The records below are to be transcribed in full, exactly as given.

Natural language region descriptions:
- Opening Delimiter -

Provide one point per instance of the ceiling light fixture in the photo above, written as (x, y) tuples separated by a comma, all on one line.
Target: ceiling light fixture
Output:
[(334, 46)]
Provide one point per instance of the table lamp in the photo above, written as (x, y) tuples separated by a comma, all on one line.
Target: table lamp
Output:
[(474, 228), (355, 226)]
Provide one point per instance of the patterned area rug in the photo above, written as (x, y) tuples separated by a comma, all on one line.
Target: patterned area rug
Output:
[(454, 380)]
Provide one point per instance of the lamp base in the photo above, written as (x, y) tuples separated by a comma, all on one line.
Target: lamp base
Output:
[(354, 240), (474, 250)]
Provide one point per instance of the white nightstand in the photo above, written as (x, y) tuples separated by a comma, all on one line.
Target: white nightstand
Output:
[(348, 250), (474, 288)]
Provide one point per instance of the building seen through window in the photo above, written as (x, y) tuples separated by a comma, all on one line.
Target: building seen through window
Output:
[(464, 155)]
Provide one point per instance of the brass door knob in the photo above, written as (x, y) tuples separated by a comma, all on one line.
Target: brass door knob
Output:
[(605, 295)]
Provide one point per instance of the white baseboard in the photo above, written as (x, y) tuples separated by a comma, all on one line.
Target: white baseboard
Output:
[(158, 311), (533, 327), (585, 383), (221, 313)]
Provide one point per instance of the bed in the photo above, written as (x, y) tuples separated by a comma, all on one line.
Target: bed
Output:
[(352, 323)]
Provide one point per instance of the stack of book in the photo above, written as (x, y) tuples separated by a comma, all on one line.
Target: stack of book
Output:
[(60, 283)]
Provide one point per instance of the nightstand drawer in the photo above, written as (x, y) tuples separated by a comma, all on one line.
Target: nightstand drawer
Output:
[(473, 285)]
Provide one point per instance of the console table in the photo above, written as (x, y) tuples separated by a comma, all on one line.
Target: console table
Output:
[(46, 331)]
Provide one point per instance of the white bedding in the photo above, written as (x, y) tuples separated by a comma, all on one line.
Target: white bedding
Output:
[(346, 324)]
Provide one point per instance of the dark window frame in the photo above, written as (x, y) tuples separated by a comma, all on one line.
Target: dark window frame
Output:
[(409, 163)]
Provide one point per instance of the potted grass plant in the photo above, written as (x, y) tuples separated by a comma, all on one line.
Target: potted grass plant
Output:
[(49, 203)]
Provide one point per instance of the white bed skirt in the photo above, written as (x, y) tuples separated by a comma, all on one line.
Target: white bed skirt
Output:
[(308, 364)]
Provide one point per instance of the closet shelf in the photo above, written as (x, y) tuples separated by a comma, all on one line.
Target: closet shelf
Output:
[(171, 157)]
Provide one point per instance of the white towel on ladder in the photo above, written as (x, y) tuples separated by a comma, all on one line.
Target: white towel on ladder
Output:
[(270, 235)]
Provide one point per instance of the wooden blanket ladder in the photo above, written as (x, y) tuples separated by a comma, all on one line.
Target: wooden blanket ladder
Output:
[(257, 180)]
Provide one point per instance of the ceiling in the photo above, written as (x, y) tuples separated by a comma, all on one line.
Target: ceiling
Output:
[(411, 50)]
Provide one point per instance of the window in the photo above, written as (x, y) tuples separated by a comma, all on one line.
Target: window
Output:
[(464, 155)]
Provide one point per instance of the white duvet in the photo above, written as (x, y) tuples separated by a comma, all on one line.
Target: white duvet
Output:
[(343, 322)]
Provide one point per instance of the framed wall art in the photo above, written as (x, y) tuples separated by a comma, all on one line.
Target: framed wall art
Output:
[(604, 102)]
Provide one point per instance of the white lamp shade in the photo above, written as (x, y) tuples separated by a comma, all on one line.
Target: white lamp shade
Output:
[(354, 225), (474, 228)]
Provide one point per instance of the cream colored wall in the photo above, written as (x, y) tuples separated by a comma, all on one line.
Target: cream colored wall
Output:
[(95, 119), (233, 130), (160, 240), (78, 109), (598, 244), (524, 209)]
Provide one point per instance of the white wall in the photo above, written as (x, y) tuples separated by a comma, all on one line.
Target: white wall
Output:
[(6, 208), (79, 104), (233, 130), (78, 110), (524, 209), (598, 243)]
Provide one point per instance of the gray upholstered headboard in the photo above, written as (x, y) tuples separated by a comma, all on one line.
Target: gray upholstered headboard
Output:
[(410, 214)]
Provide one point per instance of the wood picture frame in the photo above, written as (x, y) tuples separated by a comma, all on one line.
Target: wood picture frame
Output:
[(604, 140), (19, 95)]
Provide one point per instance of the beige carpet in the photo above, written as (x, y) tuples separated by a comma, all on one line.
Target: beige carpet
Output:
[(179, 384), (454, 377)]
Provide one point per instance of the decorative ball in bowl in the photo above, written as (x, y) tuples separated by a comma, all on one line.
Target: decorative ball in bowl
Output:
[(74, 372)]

- Closing Delimiter -

▶ **Answer section**
Provide one point per instance of the ceiling light fixture in the photo above, written as (x, y) tuples separated by a comma, all on one line.
Target: ceiling light fixture
Output:
[(334, 46)]
Provide one point per instance of the table lamp in the photo above, written as (x, y) tuples separated by a comma, all on one line.
Target: table lamp
Output:
[(474, 228), (355, 226)]
Provide one point per instance of the patterned area rug in the photo above, written as (x, y) tuples separated by a comma, all on one line.
Target: patterned area rug
Output:
[(454, 380)]
Provide one point per instance of the lamp base in the photo above, written as (x, y) tuples separated by a comma, all on one line.
Target: lamp base
Output:
[(354, 240), (474, 250)]
Provide one point per instance of the white nightstand in the photo above, written as (x, y) tuples separated by a comma, all on one line.
Target: white nightstand
Output:
[(348, 250), (474, 288)]
Provide one point per instance of the building seen through window in the photo above, written as (x, y) tuples separated by a comma, all on one line.
Target: building seen through window
Output:
[(464, 155)]
Provide one point per instance of the brass door knob in the photo above, written as (x, y) tuples separated by a comma, all on one line.
Target: brass door knob
Output:
[(605, 295)]
Provide one point per instance of the white baseboard in the photo above, written as (x, y) tuples separated by a comma, all on one line.
Target: white baseboard
Output:
[(158, 311), (533, 327), (585, 383), (221, 313)]
Provide one point per instance of the bed in the photo above, written as (x, y) tuples separated by a comma, all on one line.
Target: bed
Output:
[(352, 323)]
Provide one point per instance of the stack of book in the photo above, written as (x, y) tuples separated by a comma, all on one line.
Target: stack of book
Output:
[(60, 283)]
Provide one point per instance of the nightstand drawer in the photo above, written as (x, y) tuples separated by a comma, all on one line.
Target: nightstand drawer
Output:
[(473, 285)]
Provide one point per instance of the console table in the photo above, written as (x, y) tuples separated by a comma, all on one line.
Target: console table
Output:
[(46, 331)]
Provide one point per instance of the white bedding in the photo above, written as (x, y) tuples separated by a comma, all on one line.
Target: white bedding
Output:
[(346, 324)]
Provide one point per instance of the dark window frame in the photo above, written as (x, y) tuples separated by a comma, all on one line.
Target: dark window frame
Output:
[(409, 163)]
Provide one point per instance of the potted grass plant in the photo above, written as (x, y) tuples separated by a comma, all on one line.
Target: potted grass plant
Output:
[(49, 203)]
Provide one point per instance of the white bed skirt in the photo above, written as (x, y) tuples separated by a comma, all on one line.
Target: white bed skirt
Output:
[(308, 364)]
Provide one point per instance of the closet shelf in the photo above, written as (x, y) tuples separated by a comma, all on one line.
Target: closet shelf
Output:
[(171, 157)]
Provide one point per instance of the white towel on ladder in the photo above, written as (x, y) tuples separated by a comma, all on one line.
Target: white towel on ladder
Output:
[(270, 235)]
Provide one point per instance of the wooden blanket ladder in the photo above, written as (x, y) tuples separated by a comma, all on one line.
Target: wooden blanket ladder
Output:
[(257, 180)]
Provide one point per instance of the ceiling in the photo above, written as (x, y) tuples separated by a comma, all on one line.
Target: ceiling
Output:
[(411, 50)]
Provide one point per instance of the window in the photo above, written as (x, y) tuples separated by a comma, all on one line.
Target: window
Output:
[(464, 155)]
Provide one point per instance of the white duvet in the photo above, written as (x, y) tuples separated by a comma, all on one line.
Target: white duvet
Output:
[(343, 322)]
Provide one point per instance of the framed wall art in the photo above, written as (x, y) tuples separated by a comma, all on one line.
Target: framed wall art
Output:
[(604, 102)]
Provide one point per instance of the white lamp shade in the photo above, written as (x, y) tuples separated by a comma, all on one line.
Target: white lamp shade
Output:
[(354, 225), (474, 228)]
Provide one point per instance of the cream colored wall in the photo above, written as (x, y) tuples separated by a comma, all on one line.
Target: cream colored wall
Output:
[(95, 119), (233, 130), (160, 240), (78, 109), (598, 244), (524, 209)]
Provide one point per instance of the white wall in the photo above, written as (x, y) tuples separated by a comma, all on one line.
Target: white wall
Output:
[(6, 208), (79, 104), (233, 130), (78, 110), (524, 209), (598, 243)]
Provide one point per instance of the gray upholstered headboard in the photo above, written as (x, y) tuples separated by a comma, all on one line.
Target: gray upholstered headboard
Output:
[(410, 214)]
Provide one point per instance of the wood picture frame in the photo above, written as (x, y) tuples separated by a comma, all on one line.
Target: wood picture frame
Output:
[(604, 140), (19, 95)]
Provide one point per instance of the beige carpet in the photo above, written as (x, y) tuples separated by a comma, all on one line.
Target: beige carpet
Output:
[(179, 384), (454, 377)]
Provide one point per instance of the decorative ball in bowl in the photo above, written as (x, y) tuples separated by a comma, all on one line.
Target: decorative ball in bowl
Output:
[(74, 372)]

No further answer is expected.